### INSTRUCTIONS TO FOLLOW
Start at the line below containing "Target: watch face" and stop at the line containing "the woman's eye". Repeat every line of that stretch exactly, and nothing outside it.

(Data extracted from a collection)
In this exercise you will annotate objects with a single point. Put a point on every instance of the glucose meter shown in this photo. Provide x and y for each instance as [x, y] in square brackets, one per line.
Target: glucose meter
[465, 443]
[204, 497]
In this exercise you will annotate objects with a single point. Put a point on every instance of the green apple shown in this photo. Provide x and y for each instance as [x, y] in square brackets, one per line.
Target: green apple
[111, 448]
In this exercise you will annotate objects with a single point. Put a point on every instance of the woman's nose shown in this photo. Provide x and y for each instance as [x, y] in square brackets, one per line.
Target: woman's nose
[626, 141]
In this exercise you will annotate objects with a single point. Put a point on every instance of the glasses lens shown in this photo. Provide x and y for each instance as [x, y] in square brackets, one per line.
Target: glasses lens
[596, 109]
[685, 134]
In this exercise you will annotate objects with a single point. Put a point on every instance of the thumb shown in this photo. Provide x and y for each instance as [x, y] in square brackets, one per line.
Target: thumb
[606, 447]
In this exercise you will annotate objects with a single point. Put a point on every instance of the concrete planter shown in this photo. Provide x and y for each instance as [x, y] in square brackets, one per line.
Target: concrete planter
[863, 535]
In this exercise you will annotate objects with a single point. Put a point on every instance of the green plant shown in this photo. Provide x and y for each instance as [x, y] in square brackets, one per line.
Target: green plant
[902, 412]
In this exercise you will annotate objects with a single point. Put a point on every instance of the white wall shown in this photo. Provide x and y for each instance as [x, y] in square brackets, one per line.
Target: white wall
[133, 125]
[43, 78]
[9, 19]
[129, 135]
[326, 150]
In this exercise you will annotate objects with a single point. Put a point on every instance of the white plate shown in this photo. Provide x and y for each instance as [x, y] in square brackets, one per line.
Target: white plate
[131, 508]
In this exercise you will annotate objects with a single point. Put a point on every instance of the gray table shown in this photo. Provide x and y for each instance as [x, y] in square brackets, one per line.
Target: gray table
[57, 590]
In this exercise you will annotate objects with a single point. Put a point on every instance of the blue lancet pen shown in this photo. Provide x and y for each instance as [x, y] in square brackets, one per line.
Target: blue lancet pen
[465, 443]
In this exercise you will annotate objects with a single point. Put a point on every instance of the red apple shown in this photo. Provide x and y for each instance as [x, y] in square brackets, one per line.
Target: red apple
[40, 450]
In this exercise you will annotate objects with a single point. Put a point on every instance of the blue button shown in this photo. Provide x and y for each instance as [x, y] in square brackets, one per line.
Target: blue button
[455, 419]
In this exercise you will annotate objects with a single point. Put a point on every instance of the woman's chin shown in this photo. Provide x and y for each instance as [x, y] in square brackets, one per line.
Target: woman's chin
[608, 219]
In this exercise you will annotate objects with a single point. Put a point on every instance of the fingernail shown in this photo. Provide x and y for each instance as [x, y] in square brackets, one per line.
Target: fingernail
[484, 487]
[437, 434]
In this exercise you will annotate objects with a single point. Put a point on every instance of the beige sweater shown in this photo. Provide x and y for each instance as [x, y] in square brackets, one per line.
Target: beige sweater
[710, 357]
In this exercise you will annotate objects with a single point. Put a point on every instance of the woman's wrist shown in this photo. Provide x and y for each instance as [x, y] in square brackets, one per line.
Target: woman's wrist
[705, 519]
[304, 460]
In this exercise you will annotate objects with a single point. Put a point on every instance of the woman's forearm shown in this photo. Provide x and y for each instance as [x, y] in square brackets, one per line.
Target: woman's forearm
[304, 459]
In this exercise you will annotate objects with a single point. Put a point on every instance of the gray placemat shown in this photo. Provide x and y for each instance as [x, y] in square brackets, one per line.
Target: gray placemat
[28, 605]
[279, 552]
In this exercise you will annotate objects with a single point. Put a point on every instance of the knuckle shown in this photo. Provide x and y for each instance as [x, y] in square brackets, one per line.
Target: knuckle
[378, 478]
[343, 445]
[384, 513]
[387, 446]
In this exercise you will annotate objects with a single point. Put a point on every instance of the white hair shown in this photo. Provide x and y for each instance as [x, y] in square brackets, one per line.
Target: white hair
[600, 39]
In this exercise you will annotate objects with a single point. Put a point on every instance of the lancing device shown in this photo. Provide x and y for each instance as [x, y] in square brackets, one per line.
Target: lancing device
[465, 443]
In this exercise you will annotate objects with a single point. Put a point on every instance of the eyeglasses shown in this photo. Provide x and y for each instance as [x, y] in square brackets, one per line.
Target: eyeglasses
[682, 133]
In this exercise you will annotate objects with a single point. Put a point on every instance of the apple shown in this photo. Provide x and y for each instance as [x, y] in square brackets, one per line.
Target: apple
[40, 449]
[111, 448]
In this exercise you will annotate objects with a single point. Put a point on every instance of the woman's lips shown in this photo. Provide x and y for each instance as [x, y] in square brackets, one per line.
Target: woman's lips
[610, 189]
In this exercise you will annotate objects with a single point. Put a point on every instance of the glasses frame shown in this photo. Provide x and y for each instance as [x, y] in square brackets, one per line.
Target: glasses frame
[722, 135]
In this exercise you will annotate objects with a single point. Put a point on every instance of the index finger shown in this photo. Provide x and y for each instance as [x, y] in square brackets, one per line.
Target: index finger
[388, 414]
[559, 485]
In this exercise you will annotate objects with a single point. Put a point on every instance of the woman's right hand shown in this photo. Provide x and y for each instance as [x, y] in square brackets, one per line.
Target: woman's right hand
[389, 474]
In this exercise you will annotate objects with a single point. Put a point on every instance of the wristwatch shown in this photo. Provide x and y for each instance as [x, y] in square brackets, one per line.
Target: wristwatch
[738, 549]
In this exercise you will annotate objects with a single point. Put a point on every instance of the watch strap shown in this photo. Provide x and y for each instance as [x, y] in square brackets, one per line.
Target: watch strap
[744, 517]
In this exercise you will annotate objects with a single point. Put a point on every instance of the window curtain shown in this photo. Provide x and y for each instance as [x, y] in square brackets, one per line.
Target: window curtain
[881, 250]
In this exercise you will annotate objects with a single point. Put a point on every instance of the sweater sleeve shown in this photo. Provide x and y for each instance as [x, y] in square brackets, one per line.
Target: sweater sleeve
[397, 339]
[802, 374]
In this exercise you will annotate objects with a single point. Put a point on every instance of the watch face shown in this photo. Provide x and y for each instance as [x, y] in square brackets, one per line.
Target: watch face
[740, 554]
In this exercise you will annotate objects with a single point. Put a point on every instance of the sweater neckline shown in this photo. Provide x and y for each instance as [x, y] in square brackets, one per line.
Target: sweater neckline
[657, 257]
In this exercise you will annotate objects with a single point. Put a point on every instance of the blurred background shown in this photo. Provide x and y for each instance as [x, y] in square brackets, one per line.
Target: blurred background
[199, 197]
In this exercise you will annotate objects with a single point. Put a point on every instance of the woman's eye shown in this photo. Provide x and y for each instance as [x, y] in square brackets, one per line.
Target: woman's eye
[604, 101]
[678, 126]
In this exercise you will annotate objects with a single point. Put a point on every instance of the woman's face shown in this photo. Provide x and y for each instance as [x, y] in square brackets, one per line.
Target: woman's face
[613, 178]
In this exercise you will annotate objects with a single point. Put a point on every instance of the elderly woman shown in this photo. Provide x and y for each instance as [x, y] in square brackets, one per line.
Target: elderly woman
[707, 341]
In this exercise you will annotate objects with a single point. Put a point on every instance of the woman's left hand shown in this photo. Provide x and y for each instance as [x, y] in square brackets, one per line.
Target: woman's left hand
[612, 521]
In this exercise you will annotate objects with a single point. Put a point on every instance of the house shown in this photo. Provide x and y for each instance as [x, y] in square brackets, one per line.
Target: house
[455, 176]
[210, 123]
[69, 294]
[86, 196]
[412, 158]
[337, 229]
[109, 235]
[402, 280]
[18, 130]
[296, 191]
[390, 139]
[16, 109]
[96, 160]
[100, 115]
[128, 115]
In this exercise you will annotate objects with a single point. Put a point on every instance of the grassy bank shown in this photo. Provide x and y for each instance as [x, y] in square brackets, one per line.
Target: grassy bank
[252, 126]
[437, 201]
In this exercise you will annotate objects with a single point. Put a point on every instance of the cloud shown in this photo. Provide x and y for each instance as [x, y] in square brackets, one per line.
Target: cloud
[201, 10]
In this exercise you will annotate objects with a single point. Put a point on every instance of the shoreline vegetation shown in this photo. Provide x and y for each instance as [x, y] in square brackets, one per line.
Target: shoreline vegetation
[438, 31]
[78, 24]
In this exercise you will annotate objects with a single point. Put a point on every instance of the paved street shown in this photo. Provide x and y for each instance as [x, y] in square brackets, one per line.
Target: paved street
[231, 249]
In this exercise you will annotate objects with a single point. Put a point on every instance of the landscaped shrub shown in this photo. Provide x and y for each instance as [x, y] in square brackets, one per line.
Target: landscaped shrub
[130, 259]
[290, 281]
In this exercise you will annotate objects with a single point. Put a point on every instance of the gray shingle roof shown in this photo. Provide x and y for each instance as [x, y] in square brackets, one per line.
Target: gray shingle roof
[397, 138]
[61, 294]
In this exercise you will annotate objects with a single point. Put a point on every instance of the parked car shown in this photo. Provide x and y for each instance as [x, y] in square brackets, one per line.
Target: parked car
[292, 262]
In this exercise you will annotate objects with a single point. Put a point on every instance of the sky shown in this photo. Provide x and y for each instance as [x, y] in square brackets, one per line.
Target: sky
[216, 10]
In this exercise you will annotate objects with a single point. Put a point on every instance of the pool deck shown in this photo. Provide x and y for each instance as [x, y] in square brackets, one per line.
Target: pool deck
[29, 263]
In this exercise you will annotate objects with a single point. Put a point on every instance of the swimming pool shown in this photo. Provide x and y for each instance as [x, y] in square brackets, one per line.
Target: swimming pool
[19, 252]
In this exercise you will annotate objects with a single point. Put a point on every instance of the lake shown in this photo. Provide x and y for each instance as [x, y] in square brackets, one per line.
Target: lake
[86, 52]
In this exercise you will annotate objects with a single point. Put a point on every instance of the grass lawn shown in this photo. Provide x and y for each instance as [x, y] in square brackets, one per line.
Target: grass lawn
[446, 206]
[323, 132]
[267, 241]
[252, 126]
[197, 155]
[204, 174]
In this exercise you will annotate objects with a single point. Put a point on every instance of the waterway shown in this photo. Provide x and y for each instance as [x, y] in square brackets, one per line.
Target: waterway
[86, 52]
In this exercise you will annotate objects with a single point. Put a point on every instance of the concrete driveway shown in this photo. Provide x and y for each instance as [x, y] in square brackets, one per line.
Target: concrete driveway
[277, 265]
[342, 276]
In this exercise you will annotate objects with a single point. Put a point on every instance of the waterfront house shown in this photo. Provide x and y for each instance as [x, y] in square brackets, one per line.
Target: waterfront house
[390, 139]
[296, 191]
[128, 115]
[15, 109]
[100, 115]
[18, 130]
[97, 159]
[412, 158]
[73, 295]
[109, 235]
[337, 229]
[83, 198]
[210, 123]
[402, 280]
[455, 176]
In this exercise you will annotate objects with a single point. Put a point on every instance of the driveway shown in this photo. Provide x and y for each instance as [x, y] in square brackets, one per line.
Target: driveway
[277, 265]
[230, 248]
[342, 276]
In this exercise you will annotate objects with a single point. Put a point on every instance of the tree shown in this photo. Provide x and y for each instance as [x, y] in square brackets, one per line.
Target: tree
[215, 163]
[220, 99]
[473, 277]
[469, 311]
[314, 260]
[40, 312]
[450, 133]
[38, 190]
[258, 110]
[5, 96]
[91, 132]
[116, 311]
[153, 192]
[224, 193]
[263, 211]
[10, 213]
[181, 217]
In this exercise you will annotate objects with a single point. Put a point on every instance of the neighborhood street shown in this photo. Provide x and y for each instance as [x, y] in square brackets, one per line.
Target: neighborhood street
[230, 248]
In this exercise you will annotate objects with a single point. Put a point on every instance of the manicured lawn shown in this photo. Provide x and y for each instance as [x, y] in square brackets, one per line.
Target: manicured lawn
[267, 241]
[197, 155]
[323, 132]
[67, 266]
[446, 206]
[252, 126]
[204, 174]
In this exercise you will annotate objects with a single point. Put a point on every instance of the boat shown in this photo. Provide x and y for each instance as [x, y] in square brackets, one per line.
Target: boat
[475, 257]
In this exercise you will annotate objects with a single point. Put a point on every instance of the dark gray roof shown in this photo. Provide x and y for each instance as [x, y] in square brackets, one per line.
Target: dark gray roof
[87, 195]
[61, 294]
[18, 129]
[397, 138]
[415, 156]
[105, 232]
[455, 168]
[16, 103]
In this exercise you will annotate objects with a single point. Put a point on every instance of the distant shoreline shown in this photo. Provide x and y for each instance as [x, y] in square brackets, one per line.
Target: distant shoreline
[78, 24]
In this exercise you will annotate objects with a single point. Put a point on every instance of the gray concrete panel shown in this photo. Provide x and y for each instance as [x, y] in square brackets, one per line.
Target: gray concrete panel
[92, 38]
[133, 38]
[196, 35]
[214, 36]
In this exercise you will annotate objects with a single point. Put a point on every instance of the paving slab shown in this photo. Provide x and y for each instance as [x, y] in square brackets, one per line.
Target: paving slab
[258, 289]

### EXERCISE RESULT
Target: watch face
[740, 554]
In this exercise you will annotate objects with a single point. Put a point on every instance of the sweater neckline shown in this photo. Provide x and y for each instance as [x, y] in square brackets, one per line.
Target: sweater neckline
[657, 257]
In this exercise you will annotate objects with a single point. Put a point on every instance of the blurred background shown in this photo. Provide x and y for each instance as [x, y] in square brackets, one per line.
Target: blurred background
[199, 197]
In this exercise you will annotate objects with a single point. Put a point on every instance of the woman's eye shown in this photo. Provide x and y for each instance as [x, y] in square brackets, one per line.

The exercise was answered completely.